(Records of labeled points)
════════════════
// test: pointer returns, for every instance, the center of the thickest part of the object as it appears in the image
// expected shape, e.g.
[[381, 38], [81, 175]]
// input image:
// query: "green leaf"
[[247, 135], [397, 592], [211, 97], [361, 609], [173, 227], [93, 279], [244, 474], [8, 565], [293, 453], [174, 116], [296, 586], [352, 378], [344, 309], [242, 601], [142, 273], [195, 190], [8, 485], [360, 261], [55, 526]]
════════════════
▶ _Work required_
Copy these records line for line, without altering anything.

▶ _Written answer_
// test: pointer returns, for every instance, the center of the thickest part of the object as it appears in the image
// expected shape, e.g.
[[381, 38], [81, 175]]
// input image:
// query: "green leaf"
[[247, 135], [397, 592], [211, 97], [361, 609], [173, 227], [93, 279], [244, 474], [8, 565], [293, 453], [174, 116], [296, 586], [352, 378], [344, 309], [242, 601], [142, 273], [195, 190], [8, 485], [360, 261], [55, 526]]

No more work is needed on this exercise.